MATERIAL:

* start *

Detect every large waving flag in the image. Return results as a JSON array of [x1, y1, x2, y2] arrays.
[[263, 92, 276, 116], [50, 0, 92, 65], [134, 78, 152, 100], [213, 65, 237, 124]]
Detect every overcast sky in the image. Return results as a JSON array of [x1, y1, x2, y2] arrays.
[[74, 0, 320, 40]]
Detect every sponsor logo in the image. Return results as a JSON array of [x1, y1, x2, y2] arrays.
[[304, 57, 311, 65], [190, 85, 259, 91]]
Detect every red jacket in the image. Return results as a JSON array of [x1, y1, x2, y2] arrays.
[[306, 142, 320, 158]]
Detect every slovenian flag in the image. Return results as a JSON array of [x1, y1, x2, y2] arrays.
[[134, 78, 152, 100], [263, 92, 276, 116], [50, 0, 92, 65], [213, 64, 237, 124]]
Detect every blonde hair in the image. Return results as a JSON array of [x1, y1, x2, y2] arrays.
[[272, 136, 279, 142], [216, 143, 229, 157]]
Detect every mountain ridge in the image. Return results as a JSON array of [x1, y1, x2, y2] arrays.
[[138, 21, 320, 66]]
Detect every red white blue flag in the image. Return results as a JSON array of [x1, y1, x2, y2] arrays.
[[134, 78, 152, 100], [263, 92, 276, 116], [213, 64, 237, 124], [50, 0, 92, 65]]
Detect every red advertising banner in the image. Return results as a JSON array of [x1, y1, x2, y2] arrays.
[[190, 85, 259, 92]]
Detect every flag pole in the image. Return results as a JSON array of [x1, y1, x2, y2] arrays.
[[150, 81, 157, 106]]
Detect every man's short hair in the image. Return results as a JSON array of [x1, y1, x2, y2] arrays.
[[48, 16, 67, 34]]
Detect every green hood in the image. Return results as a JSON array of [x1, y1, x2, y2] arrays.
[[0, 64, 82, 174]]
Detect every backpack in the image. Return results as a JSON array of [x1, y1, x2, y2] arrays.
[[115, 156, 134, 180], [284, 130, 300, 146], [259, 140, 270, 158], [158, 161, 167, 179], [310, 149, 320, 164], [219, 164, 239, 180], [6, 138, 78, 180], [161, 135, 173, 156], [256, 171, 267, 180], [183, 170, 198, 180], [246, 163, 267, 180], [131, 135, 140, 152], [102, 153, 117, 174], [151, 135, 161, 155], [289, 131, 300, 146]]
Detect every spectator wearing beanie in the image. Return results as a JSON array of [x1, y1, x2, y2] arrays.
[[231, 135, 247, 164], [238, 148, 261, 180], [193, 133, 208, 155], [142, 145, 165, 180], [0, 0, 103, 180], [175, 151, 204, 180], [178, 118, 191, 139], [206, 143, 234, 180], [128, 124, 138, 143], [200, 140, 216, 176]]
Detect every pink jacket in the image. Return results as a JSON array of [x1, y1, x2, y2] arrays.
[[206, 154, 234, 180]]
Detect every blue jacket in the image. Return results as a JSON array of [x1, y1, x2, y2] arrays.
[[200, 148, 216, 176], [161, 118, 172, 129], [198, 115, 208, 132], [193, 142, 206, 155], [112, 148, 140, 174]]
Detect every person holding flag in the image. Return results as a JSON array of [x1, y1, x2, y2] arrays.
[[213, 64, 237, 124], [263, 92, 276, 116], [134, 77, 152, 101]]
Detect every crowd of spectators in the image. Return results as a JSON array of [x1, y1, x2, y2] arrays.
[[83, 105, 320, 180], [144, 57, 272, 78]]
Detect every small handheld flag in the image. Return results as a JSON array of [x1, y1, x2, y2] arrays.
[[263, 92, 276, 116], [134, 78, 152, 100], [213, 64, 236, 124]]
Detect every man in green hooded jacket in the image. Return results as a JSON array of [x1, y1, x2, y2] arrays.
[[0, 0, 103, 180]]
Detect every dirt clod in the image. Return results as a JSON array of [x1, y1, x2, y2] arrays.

* end *

EXERCISE DETAILS: Rescale the listing from its first line through the line containing "[[190, 85, 259, 92]]", inclusive, and write out every line of that span again, requests included and left unchanged. In the answers, multiply each bounding-box coordinate by 2.15 and round it to a whole number, rounding halves up.

WRITTEN REPLY:
Detect every large waving flag in the image. Return results as a JSON array of [x1, y1, x2, y2] arrays.
[[565, 198, 593, 249], [108, 0, 198, 140], [288, 168, 327, 215], [458, 140, 510, 267]]
Detect every overcast sky in the image. Return results as a JSON array of [x1, y1, x2, y2] arrays.
[[159, 0, 688, 86]]
Detect every sponsor logo in the image. Return results as a JSON array of [x1, y1, x2, y2] arrays.
[[654, 123, 669, 140], [409, 183, 557, 196]]
Detect every red jacket in the image. Return results as a JSON array of [x1, y1, x2, y2] arrays.
[[658, 305, 688, 340]]
Detect every slovenian flag in the image. Return results as a JSON array of [x1, y1, x2, y2] arrays.
[[288, 168, 327, 215], [565, 198, 593, 249], [108, 0, 198, 140], [458, 138, 510, 267]]
Detect every blonde hair in the image. Return results as a JSON array of [x1, y1, x2, y2] arrays.
[[585, 292, 600, 305], [464, 307, 492, 338]]
Detect every mountain ridge in the image. Return results as a JSON array of [x1, y1, x2, y2] arrays.
[[297, 45, 688, 142]]
Detect every red white blue flag in the image. Return results as a JSON array of [x1, y1, x2, y2] arrays.
[[288, 168, 327, 215], [565, 198, 593, 249], [458, 138, 510, 267], [108, 0, 198, 140]]
Detect every red advertising banner in the image. Return results as a JSON array of [x1, y1, x2, y2] arrays.
[[409, 183, 557, 198]]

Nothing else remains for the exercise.